__Exercise__
Locate each line in the listing that holds the word "table" and copy those lines.

·····

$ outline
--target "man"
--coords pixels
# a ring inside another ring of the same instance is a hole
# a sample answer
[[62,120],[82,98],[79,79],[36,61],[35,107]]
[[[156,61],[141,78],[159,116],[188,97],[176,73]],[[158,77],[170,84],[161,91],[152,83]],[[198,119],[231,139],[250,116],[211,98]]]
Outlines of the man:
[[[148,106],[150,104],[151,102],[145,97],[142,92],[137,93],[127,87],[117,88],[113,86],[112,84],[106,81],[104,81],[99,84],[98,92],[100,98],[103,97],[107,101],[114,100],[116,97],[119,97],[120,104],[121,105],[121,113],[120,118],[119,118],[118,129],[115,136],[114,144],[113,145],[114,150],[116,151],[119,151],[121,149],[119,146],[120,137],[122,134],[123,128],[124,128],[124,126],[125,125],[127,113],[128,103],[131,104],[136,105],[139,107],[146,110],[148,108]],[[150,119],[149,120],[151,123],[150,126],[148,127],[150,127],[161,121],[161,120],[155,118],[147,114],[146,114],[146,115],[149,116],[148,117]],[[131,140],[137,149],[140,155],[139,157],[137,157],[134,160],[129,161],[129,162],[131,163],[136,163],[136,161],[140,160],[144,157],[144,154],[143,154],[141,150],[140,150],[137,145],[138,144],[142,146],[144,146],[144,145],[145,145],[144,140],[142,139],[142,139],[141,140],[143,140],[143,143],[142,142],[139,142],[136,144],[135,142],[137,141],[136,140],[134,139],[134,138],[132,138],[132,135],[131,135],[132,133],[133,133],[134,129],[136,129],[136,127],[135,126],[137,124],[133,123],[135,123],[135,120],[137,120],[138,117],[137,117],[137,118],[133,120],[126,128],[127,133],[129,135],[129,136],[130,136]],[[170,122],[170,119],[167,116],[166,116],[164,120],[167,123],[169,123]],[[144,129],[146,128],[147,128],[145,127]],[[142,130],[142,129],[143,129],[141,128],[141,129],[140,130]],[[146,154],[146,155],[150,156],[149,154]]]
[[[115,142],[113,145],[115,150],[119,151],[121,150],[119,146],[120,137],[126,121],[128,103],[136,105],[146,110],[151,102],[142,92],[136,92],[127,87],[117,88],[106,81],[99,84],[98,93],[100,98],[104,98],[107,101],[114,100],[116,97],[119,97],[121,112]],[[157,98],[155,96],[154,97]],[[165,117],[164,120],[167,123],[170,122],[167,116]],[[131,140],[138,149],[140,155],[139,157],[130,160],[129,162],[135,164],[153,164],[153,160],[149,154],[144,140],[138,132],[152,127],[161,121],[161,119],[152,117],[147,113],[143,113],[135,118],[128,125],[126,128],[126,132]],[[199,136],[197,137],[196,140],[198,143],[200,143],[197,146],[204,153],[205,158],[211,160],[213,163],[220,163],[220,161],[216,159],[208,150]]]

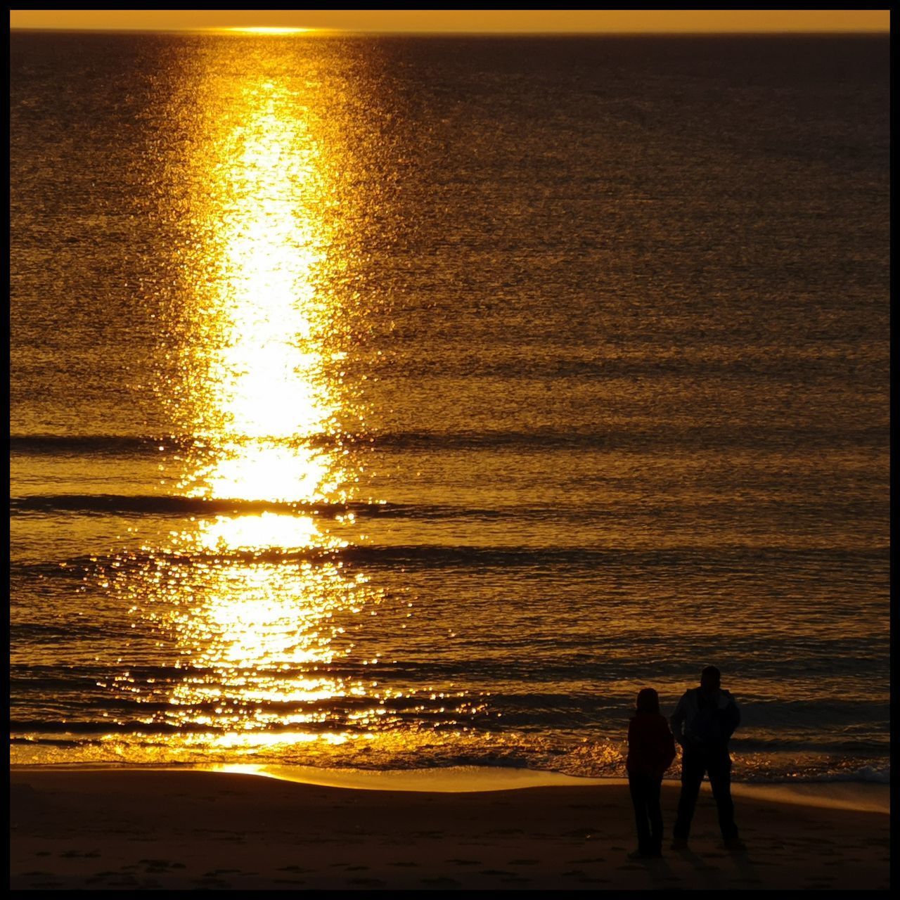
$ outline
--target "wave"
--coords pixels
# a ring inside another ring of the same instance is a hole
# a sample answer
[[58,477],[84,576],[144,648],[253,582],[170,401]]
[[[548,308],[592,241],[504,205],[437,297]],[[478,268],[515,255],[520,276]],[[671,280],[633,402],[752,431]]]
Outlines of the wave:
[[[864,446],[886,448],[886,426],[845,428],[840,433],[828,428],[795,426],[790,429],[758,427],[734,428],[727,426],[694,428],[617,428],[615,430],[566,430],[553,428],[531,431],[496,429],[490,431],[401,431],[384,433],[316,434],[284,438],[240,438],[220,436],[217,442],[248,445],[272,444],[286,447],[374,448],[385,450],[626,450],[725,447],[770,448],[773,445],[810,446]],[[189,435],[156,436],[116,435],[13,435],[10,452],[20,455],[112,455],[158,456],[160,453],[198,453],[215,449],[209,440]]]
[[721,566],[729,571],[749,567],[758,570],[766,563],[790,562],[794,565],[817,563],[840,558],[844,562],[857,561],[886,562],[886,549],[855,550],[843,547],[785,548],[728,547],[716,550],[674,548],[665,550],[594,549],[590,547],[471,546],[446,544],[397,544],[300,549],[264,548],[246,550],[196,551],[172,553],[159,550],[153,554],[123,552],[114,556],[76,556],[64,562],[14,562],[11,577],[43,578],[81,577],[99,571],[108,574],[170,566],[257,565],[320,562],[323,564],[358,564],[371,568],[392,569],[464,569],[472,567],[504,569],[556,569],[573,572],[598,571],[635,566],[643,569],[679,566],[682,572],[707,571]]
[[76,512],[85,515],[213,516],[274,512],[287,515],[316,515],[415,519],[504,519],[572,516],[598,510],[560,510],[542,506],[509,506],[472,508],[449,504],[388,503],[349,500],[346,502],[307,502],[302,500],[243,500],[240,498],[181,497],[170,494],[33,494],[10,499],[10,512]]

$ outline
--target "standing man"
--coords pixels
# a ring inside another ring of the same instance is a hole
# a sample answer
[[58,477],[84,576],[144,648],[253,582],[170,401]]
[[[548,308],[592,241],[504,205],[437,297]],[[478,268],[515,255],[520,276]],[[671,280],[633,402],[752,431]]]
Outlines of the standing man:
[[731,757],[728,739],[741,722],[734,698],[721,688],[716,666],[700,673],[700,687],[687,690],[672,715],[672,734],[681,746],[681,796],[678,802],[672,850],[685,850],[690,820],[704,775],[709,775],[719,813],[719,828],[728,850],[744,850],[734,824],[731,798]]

·····

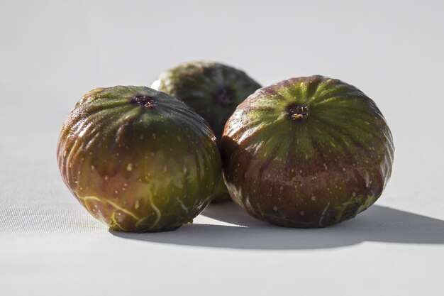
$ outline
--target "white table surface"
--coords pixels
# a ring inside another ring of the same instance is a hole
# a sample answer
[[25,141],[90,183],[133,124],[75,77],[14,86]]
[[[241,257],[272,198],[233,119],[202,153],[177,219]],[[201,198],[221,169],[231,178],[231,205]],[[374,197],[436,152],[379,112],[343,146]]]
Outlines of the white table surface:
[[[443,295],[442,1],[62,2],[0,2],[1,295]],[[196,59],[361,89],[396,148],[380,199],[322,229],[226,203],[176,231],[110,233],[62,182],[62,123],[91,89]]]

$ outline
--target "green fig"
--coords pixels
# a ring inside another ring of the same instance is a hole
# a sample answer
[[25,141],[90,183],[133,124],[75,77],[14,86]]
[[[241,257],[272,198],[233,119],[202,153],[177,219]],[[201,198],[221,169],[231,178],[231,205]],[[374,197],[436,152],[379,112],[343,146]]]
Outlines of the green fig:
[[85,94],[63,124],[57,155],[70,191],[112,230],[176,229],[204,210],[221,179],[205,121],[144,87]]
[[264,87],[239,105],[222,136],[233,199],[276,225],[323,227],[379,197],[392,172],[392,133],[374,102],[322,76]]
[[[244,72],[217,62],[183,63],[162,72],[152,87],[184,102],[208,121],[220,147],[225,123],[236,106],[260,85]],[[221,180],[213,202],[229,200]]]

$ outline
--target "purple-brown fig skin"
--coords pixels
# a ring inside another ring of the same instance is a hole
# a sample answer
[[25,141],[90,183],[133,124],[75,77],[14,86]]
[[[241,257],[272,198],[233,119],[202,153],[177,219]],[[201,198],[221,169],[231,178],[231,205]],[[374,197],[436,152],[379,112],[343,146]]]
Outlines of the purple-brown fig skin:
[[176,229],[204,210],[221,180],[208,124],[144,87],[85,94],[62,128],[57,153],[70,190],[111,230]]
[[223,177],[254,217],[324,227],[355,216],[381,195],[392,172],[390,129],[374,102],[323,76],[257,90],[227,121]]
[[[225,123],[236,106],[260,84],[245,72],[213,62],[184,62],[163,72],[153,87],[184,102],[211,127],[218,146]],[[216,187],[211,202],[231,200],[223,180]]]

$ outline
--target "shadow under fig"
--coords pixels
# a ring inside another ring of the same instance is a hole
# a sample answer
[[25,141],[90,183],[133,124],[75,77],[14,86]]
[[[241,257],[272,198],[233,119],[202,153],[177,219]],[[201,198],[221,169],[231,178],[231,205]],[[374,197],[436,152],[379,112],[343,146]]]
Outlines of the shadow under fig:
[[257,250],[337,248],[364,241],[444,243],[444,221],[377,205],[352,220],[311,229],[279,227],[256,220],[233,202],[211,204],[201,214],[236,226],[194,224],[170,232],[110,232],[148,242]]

·····

__Solution to this problem__
--target "white table surface"
Outlines of the white table surface:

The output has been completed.